>> START Material provided

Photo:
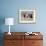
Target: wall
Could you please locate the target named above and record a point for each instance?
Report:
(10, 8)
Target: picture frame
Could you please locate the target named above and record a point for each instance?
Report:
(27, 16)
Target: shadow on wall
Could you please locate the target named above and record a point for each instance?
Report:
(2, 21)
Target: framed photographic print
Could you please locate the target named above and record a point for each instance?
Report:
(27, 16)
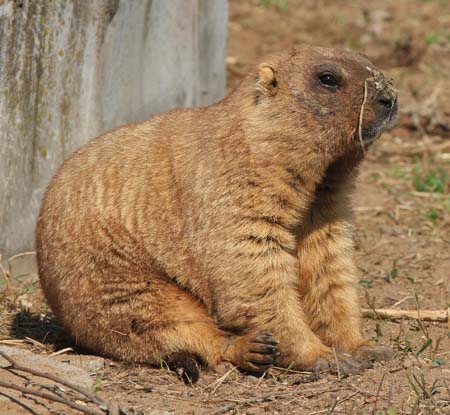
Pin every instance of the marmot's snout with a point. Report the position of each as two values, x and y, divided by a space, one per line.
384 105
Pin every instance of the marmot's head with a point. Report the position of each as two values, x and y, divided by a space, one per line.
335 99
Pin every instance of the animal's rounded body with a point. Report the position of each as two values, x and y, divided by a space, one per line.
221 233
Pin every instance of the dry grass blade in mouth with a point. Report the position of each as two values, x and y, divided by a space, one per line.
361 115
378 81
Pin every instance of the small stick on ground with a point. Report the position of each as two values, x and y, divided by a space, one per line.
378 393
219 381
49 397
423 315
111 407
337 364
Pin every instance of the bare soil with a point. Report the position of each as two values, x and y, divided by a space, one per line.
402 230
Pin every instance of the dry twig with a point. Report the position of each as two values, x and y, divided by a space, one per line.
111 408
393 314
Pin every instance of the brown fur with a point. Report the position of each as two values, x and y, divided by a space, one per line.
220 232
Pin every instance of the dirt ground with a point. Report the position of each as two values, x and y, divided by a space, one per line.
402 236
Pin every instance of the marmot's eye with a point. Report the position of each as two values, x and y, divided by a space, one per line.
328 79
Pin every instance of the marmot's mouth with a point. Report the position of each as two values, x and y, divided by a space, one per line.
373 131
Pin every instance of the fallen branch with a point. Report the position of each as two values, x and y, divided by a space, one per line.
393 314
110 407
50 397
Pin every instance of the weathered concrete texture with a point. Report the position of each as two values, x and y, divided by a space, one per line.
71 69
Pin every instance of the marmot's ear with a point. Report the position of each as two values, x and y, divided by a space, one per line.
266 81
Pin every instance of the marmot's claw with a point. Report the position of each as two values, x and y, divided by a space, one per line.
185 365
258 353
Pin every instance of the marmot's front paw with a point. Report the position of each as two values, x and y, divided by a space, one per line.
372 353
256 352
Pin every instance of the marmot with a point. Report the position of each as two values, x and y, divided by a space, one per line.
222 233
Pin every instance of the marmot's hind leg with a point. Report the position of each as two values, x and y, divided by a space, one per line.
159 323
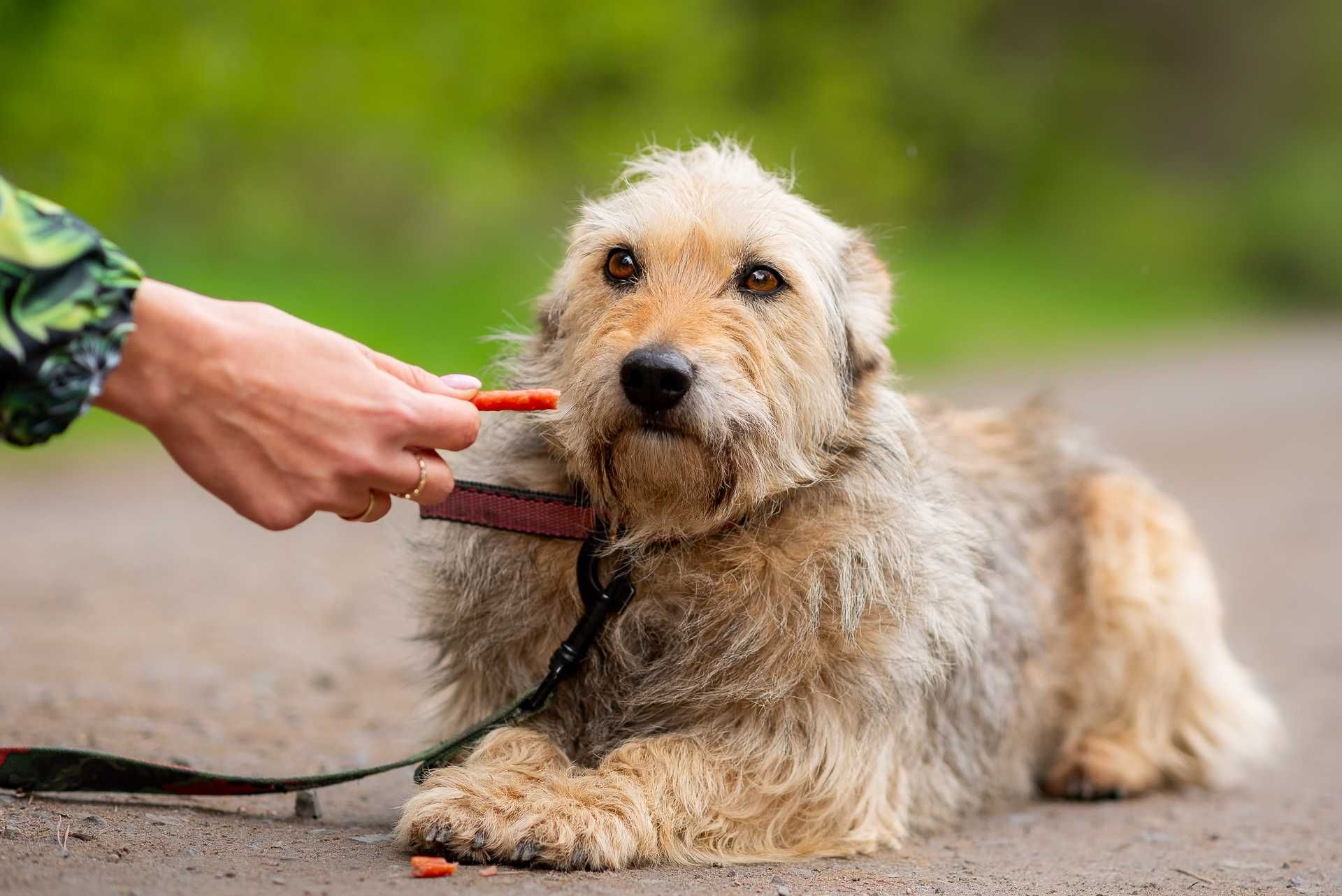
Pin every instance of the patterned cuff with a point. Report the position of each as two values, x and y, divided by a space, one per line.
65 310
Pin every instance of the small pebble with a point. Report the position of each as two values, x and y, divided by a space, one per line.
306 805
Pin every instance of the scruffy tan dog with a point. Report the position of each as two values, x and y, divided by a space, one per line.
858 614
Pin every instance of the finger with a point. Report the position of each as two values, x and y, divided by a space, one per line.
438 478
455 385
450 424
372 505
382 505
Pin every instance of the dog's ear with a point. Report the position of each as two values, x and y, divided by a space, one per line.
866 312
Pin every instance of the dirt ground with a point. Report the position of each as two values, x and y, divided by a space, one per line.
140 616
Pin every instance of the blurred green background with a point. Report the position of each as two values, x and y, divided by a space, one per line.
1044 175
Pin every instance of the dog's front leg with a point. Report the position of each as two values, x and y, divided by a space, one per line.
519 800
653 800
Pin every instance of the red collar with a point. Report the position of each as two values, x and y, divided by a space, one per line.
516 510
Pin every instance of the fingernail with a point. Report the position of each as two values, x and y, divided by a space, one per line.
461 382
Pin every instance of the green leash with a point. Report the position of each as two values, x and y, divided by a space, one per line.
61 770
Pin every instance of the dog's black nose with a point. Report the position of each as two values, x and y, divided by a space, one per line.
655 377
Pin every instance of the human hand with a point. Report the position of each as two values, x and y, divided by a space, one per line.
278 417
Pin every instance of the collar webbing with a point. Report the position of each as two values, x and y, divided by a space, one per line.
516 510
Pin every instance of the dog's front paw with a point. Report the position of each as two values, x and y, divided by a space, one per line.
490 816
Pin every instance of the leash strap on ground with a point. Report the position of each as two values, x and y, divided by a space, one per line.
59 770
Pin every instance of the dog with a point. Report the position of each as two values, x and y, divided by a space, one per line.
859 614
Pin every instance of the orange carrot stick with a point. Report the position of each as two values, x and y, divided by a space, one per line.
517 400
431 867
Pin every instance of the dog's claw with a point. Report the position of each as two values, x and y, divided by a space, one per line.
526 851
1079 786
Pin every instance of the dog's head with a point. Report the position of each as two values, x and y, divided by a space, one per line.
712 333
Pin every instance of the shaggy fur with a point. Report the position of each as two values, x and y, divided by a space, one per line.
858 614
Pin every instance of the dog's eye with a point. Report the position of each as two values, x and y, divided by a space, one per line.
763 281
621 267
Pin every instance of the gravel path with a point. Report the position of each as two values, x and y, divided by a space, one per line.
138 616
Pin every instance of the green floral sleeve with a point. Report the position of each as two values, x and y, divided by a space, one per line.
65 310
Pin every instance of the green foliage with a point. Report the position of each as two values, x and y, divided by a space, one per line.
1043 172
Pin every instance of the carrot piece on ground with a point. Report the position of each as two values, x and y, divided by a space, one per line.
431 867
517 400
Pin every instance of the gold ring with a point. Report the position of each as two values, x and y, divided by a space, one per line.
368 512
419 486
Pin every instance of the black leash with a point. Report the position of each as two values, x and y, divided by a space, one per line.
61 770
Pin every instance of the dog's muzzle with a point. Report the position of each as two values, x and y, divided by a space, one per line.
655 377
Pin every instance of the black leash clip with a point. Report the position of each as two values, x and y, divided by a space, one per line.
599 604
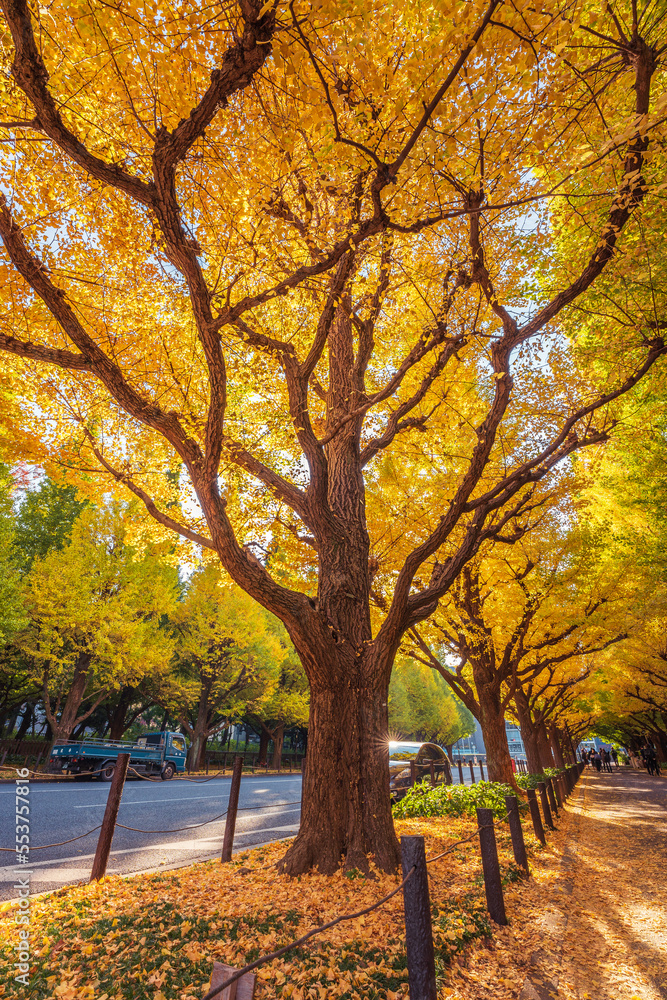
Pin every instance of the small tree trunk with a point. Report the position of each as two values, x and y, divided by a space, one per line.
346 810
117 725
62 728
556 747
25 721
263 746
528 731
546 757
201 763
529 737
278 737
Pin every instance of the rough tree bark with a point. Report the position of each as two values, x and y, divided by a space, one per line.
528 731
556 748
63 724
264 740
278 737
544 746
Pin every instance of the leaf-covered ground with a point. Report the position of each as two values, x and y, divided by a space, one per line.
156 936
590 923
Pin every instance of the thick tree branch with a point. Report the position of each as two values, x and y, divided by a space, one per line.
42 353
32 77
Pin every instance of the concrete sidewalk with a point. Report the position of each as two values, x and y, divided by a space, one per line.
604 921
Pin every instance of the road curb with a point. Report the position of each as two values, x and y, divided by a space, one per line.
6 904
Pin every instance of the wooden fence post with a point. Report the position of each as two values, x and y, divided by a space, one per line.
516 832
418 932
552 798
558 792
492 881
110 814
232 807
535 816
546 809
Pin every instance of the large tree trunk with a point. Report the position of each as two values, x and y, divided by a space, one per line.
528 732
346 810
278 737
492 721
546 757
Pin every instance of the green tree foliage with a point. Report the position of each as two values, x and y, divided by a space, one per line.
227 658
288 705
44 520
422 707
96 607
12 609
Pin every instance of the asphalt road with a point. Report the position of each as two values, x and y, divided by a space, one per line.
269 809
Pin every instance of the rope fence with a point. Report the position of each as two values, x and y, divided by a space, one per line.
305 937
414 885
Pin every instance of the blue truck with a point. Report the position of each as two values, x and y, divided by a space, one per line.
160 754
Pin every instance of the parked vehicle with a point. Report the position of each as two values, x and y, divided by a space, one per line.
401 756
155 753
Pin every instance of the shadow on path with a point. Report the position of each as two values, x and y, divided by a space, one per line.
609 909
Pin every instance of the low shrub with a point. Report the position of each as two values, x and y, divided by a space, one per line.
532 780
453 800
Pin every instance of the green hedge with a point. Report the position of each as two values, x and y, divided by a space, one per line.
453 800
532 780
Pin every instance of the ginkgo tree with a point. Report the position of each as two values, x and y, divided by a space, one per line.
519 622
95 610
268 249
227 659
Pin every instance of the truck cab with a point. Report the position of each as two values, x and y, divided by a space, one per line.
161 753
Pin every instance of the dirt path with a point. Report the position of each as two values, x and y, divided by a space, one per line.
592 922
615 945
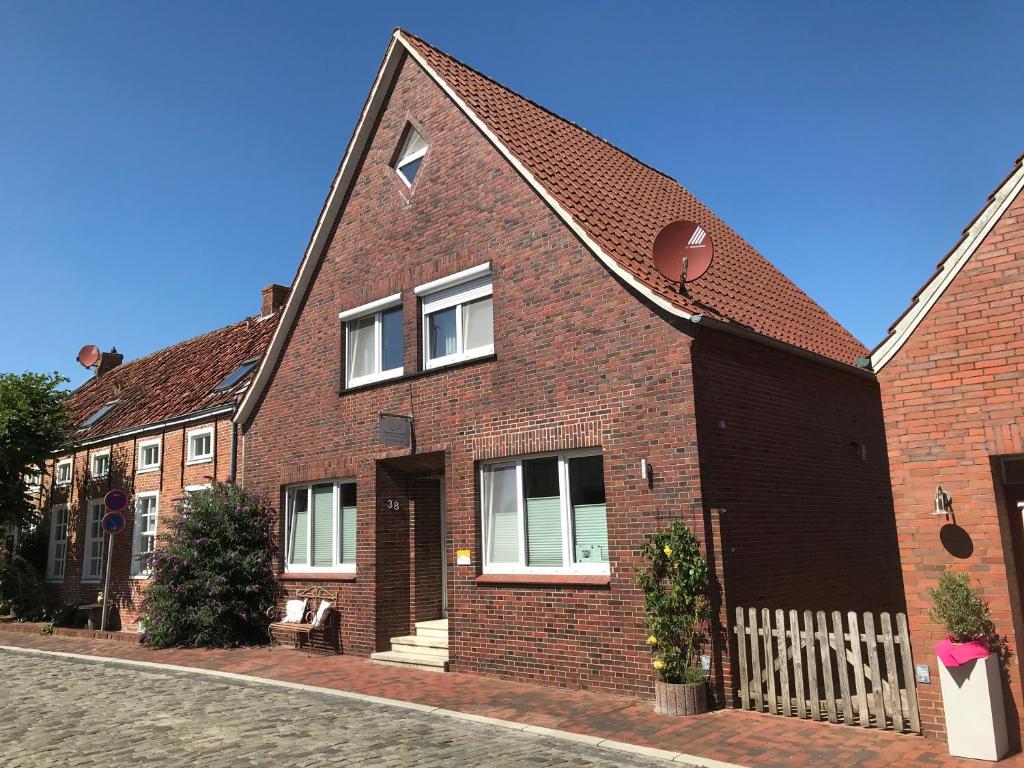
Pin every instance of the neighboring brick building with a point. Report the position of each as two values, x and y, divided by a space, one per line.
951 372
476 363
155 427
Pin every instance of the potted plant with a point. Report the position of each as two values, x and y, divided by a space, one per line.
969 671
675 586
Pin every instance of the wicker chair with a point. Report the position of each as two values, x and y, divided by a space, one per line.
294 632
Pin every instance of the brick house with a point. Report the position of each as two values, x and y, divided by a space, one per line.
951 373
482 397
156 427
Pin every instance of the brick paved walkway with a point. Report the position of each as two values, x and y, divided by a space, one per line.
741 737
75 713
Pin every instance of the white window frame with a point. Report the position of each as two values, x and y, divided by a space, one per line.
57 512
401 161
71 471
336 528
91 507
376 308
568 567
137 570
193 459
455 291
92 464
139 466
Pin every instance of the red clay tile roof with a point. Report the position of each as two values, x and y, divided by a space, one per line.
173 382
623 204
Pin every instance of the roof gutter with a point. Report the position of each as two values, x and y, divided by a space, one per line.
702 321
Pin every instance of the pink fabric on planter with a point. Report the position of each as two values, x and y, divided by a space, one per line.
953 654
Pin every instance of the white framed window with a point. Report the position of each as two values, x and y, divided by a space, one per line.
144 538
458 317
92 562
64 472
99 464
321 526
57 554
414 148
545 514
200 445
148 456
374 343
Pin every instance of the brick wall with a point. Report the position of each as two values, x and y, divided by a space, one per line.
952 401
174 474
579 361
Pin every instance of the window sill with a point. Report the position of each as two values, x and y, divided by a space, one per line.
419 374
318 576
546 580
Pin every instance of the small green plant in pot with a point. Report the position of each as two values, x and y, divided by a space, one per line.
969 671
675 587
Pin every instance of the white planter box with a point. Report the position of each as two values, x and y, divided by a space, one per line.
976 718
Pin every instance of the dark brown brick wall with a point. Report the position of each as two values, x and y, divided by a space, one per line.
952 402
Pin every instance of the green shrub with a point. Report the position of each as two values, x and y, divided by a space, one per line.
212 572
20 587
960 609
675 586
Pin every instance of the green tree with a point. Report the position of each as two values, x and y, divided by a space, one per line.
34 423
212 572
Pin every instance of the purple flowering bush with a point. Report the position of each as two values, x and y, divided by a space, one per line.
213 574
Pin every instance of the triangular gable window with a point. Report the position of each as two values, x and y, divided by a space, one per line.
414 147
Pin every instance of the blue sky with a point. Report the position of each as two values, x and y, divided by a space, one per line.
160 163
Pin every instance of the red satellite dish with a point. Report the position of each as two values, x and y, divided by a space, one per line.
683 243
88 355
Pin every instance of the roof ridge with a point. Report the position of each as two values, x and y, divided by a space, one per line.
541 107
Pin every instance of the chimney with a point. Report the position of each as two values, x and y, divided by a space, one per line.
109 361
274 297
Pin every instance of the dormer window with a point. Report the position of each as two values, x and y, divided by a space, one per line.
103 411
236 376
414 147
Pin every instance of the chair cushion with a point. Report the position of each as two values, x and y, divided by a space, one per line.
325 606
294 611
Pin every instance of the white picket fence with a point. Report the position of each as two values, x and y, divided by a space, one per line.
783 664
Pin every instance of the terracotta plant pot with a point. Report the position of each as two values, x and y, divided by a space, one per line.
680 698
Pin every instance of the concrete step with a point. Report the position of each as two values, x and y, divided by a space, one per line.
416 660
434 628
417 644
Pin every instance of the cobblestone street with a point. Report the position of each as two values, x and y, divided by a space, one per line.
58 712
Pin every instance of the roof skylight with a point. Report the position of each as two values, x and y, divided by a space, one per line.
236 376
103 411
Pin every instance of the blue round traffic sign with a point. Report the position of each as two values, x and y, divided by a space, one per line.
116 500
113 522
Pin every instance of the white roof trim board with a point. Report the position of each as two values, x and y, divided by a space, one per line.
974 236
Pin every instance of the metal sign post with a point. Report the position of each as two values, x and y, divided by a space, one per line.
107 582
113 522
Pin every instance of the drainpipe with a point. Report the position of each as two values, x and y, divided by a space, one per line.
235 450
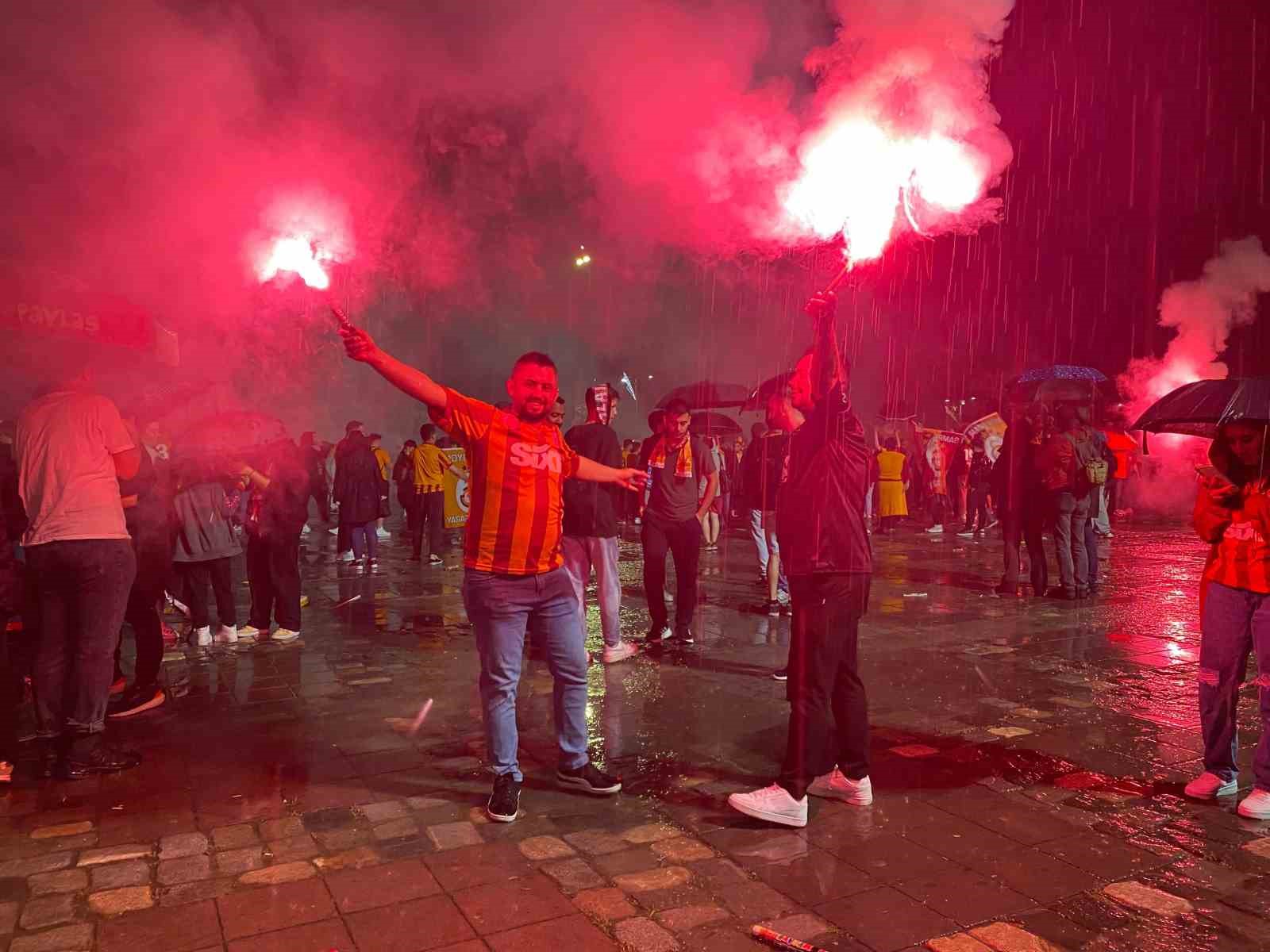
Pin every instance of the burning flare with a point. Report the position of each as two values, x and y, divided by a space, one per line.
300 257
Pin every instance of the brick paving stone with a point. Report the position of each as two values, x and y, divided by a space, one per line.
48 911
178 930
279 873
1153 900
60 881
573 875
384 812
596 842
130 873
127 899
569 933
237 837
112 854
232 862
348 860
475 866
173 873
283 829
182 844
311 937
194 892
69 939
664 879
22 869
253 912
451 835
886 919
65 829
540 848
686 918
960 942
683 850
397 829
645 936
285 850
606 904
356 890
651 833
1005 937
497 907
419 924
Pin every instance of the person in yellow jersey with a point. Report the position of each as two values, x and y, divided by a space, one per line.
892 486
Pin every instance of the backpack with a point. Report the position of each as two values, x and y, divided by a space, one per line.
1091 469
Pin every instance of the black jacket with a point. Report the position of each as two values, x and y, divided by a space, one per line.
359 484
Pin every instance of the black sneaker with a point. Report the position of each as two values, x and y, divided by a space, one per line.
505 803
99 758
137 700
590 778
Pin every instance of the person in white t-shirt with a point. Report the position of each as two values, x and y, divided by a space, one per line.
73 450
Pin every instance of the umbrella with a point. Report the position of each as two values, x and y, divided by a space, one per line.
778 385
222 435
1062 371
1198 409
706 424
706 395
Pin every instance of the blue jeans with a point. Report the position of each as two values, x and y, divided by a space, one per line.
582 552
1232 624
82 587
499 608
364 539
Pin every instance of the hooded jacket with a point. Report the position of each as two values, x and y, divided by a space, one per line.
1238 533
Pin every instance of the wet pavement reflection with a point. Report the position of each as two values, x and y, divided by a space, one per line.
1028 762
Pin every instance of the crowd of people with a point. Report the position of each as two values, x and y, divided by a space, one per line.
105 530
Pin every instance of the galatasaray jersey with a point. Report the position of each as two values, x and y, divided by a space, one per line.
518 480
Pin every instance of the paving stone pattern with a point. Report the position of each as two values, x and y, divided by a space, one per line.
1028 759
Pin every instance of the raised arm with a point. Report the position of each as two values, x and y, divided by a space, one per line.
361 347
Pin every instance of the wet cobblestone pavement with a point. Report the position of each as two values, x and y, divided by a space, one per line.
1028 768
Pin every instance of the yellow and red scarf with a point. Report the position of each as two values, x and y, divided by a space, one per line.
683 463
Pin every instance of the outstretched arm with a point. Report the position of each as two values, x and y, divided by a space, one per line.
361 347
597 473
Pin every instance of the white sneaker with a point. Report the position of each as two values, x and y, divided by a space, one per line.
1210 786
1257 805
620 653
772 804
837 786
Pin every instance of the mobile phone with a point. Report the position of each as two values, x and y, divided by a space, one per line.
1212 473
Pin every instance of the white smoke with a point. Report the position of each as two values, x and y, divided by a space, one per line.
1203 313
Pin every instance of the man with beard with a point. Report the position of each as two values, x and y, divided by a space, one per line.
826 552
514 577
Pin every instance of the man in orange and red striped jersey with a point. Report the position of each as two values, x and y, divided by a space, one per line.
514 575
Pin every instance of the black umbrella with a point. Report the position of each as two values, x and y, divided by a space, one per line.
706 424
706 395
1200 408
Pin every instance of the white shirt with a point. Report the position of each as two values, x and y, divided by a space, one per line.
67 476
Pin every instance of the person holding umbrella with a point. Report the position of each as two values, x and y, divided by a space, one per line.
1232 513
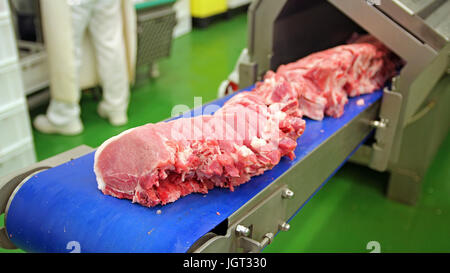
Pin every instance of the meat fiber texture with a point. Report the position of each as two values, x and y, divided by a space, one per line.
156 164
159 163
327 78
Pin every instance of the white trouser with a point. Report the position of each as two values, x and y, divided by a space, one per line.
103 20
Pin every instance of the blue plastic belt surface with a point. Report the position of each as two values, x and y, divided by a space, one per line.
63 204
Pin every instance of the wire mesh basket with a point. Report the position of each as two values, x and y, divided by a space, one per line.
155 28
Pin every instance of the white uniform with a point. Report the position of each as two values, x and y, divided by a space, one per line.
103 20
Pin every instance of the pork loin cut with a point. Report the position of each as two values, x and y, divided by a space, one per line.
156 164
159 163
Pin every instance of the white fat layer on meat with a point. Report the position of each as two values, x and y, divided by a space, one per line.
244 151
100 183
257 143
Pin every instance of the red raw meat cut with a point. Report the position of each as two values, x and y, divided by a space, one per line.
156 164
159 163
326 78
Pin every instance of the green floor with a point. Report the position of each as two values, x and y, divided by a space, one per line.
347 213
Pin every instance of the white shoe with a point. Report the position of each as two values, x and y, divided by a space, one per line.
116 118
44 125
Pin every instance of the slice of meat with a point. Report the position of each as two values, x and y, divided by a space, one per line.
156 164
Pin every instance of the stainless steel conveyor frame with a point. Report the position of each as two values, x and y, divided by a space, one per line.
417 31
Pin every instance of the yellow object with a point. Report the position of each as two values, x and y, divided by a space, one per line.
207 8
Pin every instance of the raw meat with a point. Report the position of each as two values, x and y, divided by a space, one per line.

>> END Material provided

[Set task]: Everything from the line containing "Pin every instance of the wire" through the last line of the records must be given again exactly; leave out all other lines.

[The solution]:
Pin every instance of the wire mesh basket with a point. Report the position of each as two values, x and y, divided by a space, one per line.
155 28
Pin every instance of the white uniform with a point. Report the position of each as two values, x and y, divided by a space, one per line.
103 20
Pin every instance of the pork loin cut with a point. Report the position of each as two values, x and y, divided by a space, one per line.
156 164
159 163
Pin every instance of the white fat layer on meat with a point. Report the position of each as two values, x and y, divided by a space, one per line.
244 151
100 183
257 143
Pin every instance of the red raw meat cut with a point. Report the position of each as two values, x and y, divided by a space, one per line.
156 164
159 163
326 78
Pin every instance of the green floor with a point. Report the position of each as two values, x and y, divided by a space, one per line.
347 213
Pin every instance of the white shoe with a point. Report the position of each as two values, x and y, divided by a space, one per line.
116 118
44 125
Pin every instance of the slice of meat with a point. Report the position of each as two values, x and y, divided by a space, one per line.
156 164
Pin every instance of the stainless steel conveyor frame with a point. Report the position of each as two values, x and y, divided by a space, one per line.
417 31
Pin every instance of the yellow object with a point. Report the position of each as two values, x and y, divided by a space, one per line.
207 8
Pin every instance of the raw meat with a point. Report the position of each as two values, x and y, divided by a space, one per line.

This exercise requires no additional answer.